--- start Data supplied ---
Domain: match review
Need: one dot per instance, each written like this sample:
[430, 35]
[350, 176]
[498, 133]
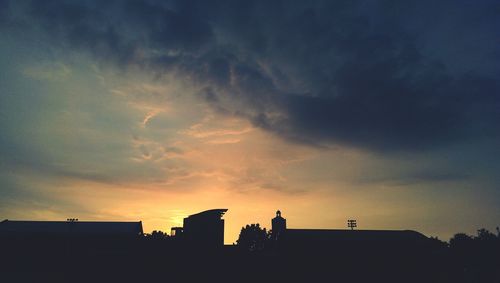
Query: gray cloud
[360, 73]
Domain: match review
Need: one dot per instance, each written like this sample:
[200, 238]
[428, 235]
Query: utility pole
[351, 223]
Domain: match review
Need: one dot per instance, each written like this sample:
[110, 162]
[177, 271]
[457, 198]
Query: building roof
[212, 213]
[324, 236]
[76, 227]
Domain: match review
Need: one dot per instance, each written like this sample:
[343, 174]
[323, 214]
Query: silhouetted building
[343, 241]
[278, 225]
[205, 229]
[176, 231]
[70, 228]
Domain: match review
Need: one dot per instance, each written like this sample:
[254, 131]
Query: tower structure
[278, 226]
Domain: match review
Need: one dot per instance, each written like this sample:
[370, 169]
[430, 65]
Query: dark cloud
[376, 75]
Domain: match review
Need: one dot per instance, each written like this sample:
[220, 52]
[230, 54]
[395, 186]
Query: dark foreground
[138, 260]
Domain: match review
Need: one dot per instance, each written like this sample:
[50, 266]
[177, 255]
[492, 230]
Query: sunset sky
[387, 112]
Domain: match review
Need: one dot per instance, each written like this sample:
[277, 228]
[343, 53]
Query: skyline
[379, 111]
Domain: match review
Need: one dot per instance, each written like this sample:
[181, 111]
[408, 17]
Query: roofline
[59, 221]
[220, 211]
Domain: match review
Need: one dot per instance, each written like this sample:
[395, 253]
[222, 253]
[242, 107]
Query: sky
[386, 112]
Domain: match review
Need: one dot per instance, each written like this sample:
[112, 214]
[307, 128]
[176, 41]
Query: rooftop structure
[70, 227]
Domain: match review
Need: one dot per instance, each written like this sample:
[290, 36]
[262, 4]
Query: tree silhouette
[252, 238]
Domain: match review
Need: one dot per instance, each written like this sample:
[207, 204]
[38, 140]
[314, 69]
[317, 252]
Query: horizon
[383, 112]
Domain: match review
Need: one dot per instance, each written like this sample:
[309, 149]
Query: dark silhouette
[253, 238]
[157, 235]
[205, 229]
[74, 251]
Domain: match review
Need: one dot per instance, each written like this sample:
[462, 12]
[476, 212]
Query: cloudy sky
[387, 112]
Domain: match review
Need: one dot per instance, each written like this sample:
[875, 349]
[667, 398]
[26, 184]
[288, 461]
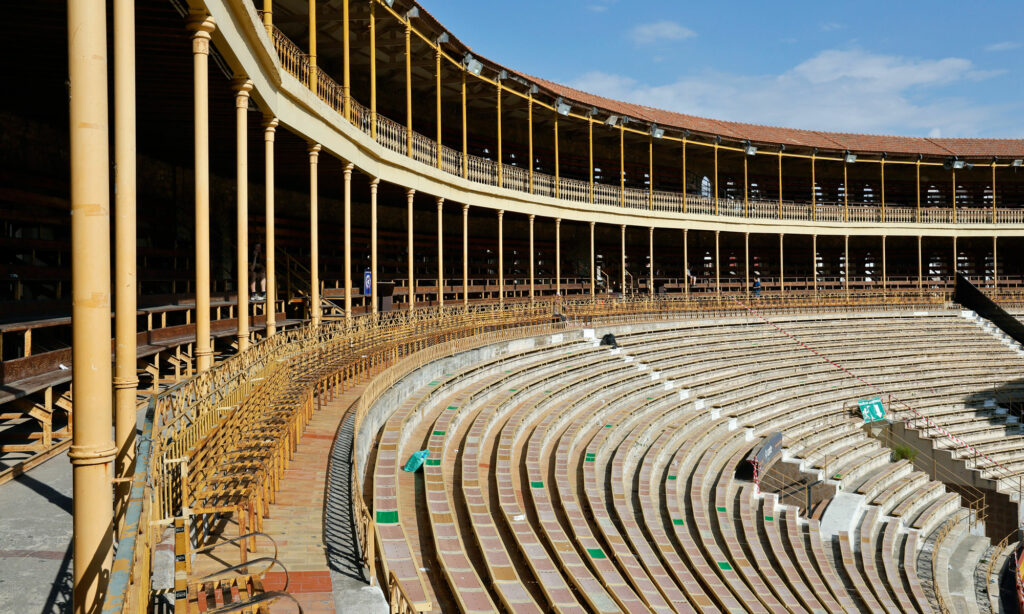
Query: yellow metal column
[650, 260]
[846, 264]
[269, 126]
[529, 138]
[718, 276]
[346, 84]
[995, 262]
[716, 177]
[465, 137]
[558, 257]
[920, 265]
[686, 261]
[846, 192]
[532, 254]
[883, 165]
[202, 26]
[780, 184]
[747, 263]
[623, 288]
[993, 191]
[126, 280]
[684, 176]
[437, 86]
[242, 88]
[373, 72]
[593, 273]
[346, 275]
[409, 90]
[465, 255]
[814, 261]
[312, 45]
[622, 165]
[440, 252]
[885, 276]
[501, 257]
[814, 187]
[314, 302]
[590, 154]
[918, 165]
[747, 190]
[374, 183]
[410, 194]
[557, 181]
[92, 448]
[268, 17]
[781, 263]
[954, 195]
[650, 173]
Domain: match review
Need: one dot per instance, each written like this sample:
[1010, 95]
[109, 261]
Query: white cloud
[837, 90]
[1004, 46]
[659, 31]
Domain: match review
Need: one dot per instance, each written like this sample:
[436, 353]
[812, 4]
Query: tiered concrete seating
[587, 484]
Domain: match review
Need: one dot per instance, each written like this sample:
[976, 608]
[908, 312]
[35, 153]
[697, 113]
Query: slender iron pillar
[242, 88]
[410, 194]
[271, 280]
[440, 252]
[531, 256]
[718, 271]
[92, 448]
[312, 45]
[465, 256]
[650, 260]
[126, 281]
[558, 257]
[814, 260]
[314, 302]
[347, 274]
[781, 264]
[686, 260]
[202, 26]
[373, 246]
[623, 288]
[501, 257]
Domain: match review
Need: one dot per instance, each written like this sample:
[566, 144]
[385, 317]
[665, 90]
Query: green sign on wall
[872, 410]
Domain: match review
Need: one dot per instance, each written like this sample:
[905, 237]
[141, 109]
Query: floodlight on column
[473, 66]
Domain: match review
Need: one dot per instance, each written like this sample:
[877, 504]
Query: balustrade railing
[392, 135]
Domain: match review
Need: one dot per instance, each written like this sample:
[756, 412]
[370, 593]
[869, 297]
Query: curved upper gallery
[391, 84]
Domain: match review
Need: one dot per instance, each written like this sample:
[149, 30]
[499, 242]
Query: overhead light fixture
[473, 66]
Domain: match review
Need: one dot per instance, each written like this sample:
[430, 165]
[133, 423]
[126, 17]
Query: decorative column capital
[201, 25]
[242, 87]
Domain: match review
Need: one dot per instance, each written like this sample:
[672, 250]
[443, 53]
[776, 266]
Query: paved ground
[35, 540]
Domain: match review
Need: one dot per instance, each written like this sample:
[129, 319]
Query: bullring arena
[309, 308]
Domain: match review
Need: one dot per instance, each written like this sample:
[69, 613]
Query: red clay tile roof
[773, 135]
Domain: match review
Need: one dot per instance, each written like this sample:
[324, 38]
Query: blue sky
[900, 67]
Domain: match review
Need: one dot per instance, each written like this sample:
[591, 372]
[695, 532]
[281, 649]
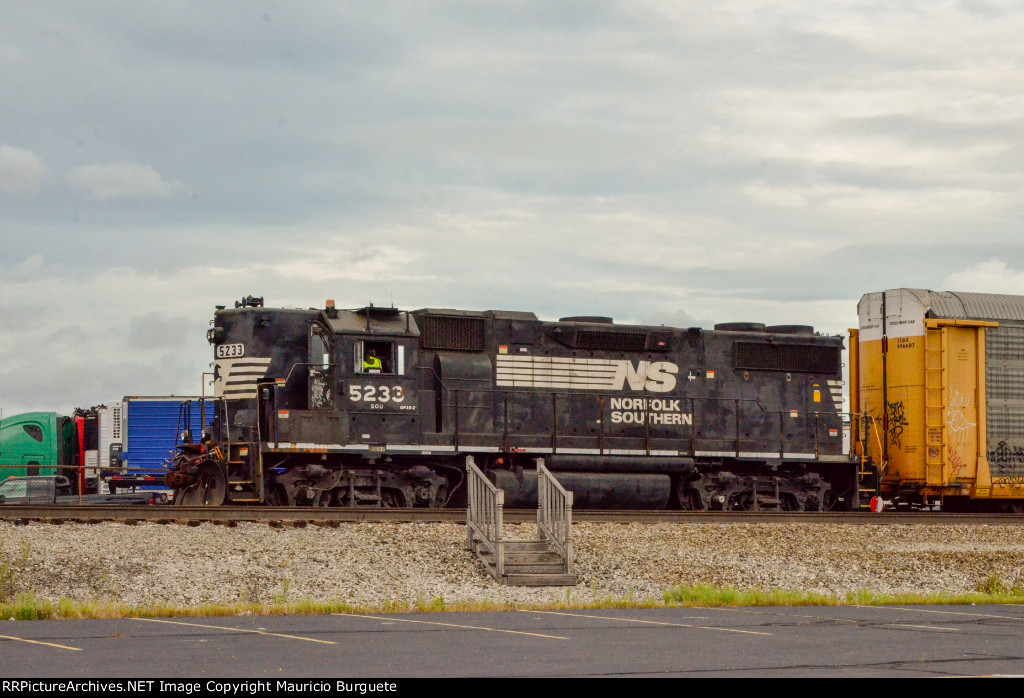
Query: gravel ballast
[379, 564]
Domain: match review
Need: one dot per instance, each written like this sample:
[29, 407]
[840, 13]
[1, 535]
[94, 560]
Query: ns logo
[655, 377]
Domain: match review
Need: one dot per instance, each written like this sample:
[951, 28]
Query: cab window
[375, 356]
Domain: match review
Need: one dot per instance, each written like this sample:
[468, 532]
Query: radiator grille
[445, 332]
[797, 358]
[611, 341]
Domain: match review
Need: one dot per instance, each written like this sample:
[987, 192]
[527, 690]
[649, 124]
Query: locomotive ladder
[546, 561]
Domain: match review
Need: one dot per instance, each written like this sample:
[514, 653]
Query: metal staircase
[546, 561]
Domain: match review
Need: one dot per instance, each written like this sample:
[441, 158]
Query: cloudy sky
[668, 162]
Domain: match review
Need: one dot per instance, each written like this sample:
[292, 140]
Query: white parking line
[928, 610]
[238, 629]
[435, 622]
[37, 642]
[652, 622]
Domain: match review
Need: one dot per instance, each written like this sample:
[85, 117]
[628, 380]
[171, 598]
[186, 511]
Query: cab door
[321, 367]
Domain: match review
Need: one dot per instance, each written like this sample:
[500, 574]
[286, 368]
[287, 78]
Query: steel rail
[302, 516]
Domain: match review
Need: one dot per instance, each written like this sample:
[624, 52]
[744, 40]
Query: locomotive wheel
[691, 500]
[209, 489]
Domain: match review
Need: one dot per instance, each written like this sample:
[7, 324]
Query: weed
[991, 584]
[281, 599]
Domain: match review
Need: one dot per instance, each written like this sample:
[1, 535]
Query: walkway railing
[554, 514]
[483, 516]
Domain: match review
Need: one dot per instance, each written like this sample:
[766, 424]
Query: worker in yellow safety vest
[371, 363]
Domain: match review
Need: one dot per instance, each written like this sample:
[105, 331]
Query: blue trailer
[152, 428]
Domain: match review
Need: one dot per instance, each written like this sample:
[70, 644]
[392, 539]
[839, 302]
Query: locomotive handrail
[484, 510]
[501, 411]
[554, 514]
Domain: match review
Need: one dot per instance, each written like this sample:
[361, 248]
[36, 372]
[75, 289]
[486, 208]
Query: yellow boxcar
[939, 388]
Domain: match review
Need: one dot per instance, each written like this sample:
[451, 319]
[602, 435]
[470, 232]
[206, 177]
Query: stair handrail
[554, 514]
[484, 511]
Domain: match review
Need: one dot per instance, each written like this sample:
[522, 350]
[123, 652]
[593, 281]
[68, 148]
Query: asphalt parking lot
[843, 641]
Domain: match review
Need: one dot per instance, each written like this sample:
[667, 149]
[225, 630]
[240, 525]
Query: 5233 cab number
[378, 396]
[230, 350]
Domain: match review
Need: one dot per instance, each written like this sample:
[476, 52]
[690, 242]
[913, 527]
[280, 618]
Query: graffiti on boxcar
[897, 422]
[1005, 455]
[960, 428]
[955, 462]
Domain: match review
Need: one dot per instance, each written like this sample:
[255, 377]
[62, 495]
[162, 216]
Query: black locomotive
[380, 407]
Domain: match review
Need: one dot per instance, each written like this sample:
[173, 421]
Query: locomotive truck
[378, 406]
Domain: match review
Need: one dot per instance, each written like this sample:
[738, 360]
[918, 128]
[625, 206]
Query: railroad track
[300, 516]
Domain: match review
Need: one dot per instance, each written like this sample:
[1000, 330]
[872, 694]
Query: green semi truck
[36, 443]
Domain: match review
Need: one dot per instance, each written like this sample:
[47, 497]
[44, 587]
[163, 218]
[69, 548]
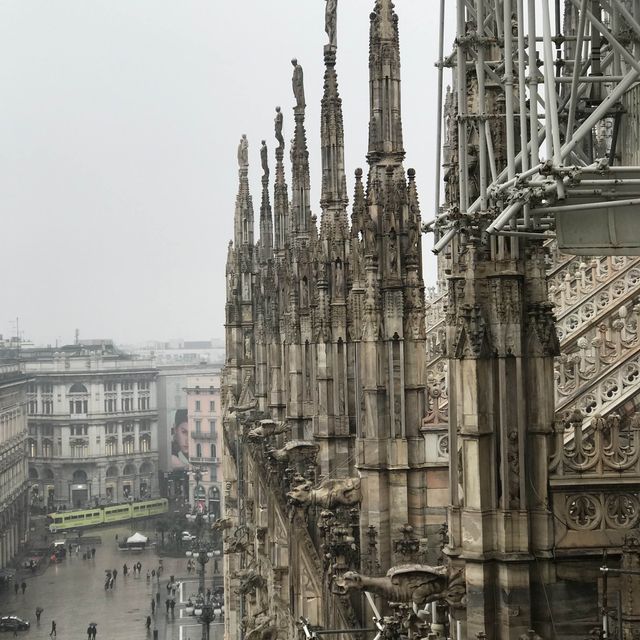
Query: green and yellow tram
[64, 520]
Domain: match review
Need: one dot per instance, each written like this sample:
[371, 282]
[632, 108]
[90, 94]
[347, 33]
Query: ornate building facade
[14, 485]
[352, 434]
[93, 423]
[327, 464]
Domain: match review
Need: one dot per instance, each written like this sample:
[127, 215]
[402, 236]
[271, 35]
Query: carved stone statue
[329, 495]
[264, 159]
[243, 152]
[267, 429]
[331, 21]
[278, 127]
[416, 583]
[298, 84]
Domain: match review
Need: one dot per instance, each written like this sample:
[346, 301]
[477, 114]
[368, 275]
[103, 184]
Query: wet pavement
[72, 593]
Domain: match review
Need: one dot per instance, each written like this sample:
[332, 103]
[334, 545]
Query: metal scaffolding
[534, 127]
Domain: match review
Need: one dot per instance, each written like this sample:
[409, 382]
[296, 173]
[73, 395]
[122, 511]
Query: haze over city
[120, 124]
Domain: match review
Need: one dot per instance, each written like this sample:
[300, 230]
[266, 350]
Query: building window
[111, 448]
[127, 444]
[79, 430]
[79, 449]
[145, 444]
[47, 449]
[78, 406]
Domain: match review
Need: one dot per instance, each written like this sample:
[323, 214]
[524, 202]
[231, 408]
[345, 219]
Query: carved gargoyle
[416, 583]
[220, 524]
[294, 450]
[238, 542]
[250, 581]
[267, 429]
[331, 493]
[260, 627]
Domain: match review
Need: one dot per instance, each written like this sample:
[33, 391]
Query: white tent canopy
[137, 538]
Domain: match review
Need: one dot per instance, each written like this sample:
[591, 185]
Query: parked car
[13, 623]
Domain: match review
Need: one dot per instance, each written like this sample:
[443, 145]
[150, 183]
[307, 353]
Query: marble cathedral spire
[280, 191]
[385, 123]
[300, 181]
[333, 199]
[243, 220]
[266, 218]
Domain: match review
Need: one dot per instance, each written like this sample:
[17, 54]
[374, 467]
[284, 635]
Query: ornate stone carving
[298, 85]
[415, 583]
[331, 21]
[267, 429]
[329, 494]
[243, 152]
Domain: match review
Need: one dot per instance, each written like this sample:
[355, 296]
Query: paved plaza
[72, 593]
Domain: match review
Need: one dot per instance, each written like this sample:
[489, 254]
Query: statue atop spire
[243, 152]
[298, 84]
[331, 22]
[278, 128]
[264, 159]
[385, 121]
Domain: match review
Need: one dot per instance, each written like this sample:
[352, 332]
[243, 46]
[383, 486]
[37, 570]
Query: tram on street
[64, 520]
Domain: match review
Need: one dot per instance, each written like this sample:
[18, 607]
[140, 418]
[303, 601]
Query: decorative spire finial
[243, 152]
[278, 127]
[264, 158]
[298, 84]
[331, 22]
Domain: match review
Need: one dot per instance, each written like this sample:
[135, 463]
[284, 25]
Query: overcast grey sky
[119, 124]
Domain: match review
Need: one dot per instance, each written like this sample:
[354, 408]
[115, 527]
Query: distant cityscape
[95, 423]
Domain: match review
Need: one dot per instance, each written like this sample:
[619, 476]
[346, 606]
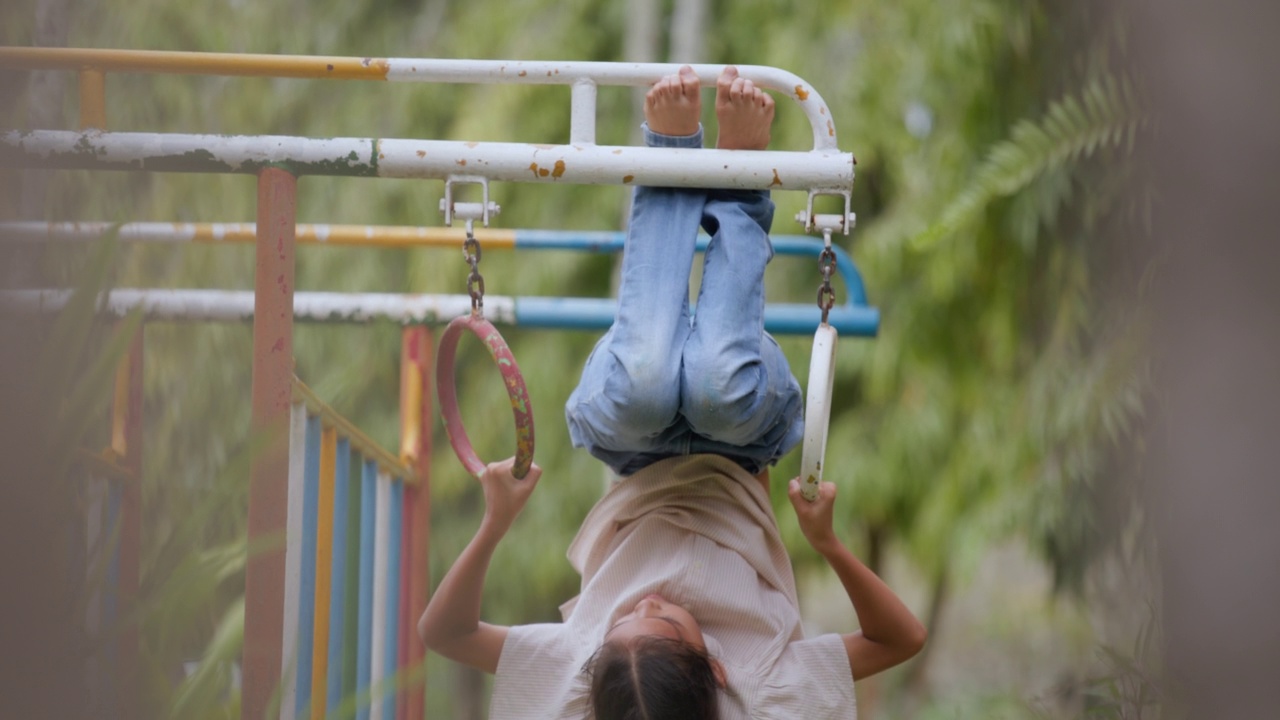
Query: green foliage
--- end Data supplied ---
> [Aim]:
Pick out every line above that contains the word "railing", and copy each one.

> [Written response]:
Query: balustrade railing
Query: walkway railing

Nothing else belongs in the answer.